- [THE TASK]:
Your answer should hold the data exactly as given, minus any picture.

- [RECORDS SUPPLIED]:
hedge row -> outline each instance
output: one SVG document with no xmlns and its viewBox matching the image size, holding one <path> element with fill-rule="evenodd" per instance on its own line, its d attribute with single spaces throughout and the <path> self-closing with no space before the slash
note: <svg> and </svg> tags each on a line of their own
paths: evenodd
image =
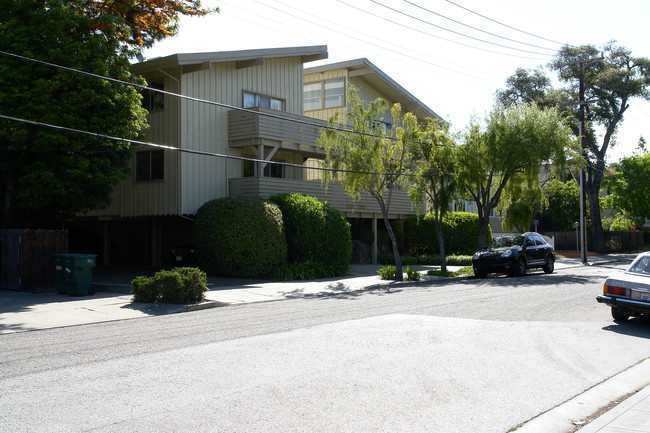
<svg viewBox="0 0 650 433">
<path fill-rule="evenodd" d="M 473 254 L 477 249 L 478 215 L 469 212 L 448 212 L 443 217 L 445 252 L 447 255 Z M 438 235 L 431 213 L 395 221 L 393 229 L 402 254 L 439 254 Z M 488 227 L 487 240 L 492 239 Z"/>
<path fill-rule="evenodd" d="M 345 216 L 301 194 L 209 201 L 196 214 L 195 238 L 199 266 L 220 276 L 343 275 L 352 254 Z"/>
</svg>

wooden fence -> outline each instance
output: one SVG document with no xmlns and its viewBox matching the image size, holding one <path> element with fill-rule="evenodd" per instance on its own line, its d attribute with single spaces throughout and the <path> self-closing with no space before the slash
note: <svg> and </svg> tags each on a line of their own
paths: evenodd
<svg viewBox="0 0 650 433">
<path fill-rule="evenodd" d="M 555 238 L 555 249 L 558 251 L 578 251 L 578 236 L 575 231 L 570 232 L 544 232 L 548 237 Z M 608 253 L 624 253 L 643 250 L 643 232 L 605 232 L 605 244 Z M 587 250 L 591 251 L 593 245 L 591 231 L 587 231 Z"/>
<path fill-rule="evenodd" d="M 53 291 L 52 254 L 67 252 L 67 230 L 0 230 L 0 287 Z"/>
</svg>

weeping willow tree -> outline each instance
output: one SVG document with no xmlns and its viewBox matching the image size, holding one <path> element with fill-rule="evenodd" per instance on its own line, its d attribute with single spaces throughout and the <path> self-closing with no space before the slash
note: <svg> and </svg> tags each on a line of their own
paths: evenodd
<svg viewBox="0 0 650 433">
<path fill-rule="evenodd" d="M 478 209 L 478 247 L 485 246 L 490 213 L 509 191 L 539 183 L 543 165 L 563 168 L 579 147 L 554 108 L 496 107 L 483 124 L 472 121 L 458 149 L 458 182 Z"/>
<path fill-rule="evenodd" d="M 440 267 L 447 271 L 447 255 L 442 219 L 451 207 L 457 182 L 456 143 L 449 125 L 427 119 L 426 127 L 410 143 L 412 159 L 409 195 L 413 203 L 426 202 L 438 235 Z"/>
<path fill-rule="evenodd" d="M 323 181 L 340 182 L 353 200 L 367 193 L 377 201 L 393 249 L 396 279 L 401 281 L 402 261 L 388 215 L 394 189 L 404 184 L 408 143 L 417 137 L 417 120 L 403 114 L 399 104 L 389 107 L 381 98 L 366 106 L 353 87 L 348 90 L 348 110 L 345 119 L 339 113 L 332 116 L 333 128 L 324 130 L 319 139 L 326 152 L 325 166 L 342 171 L 325 171 Z"/>
</svg>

- [RESPONSE TO THIS EXERCISE]:
hedge row -> outline each instance
output: one SVG document with no xmlns and its viewBox matching the image size, holding one <path> element with fill-rule="evenodd" per instance on its own line, its d attribute with single spaces throughout and the <path> self-closing with no space before the slash
note: <svg> and </svg> tags each on a line of their own
paths: evenodd
image =
<svg viewBox="0 0 650 433">
<path fill-rule="evenodd" d="M 473 254 L 477 249 L 478 215 L 469 212 L 448 212 L 443 217 L 445 252 L 447 255 Z M 438 235 L 431 213 L 395 221 L 393 229 L 402 254 L 439 254 Z M 488 227 L 487 240 L 492 239 Z"/>
<path fill-rule="evenodd" d="M 345 216 L 301 194 L 209 201 L 196 214 L 195 238 L 199 266 L 220 276 L 343 275 L 352 254 Z"/>
</svg>

wooden fence -> outline each instance
output: one SVG document with no xmlns and its viewBox matching the image size, holding one <path> element with fill-rule="evenodd" per instance on its own line, its d attribute with single spaces throughout and the <path> self-closing with no space before the slash
note: <svg> and </svg> tags each on a line of their own
paths: evenodd
<svg viewBox="0 0 650 433">
<path fill-rule="evenodd" d="M 555 238 L 555 249 L 558 251 L 578 251 L 578 236 L 575 231 L 570 232 L 544 232 L 548 237 Z M 608 253 L 624 253 L 643 250 L 643 232 L 605 232 L 605 244 Z M 587 250 L 591 251 L 593 245 L 591 231 L 587 231 Z"/>
<path fill-rule="evenodd" d="M 53 291 L 52 254 L 67 252 L 67 230 L 0 230 L 0 287 Z"/>
</svg>

weeping willow tree -> outline each instance
output: one SVG document with no xmlns and its viewBox matching the image size, holding one <path> element with fill-rule="evenodd" per instance on its own line, its d attribute with single spaces throughout and the <path> self-closing with no space before the slash
note: <svg> and </svg> tags each on a line of their own
paths: evenodd
<svg viewBox="0 0 650 433">
<path fill-rule="evenodd" d="M 478 209 L 478 247 L 485 246 L 490 213 L 509 191 L 539 183 L 543 165 L 563 168 L 579 147 L 554 108 L 496 107 L 483 124 L 472 121 L 458 149 L 458 182 Z"/>
<path fill-rule="evenodd" d="M 440 267 L 447 271 L 447 255 L 442 219 L 451 207 L 457 182 L 456 143 L 449 125 L 427 119 L 426 127 L 410 143 L 412 159 L 409 195 L 413 203 L 426 202 L 438 235 Z"/>
<path fill-rule="evenodd" d="M 323 181 L 340 182 L 353 200 L 367 193 L 377 201 L 393 249 L 396 279 L 401 281 L 402 261 L 388 215 L 394 189 L 404 184 L 408 143 L 417 137 L 417 120 L 403 114 L 399 104 L 389 107 L 381 98 L 366 106 L 353 87 L 348 90 L 348 110 L 345 119 L 339 113 L 332 116 L 333 128 L 324 130 L 319 139 L 326 152 L 325 166 L 342 171 L 325 171 Z"/>
</svg>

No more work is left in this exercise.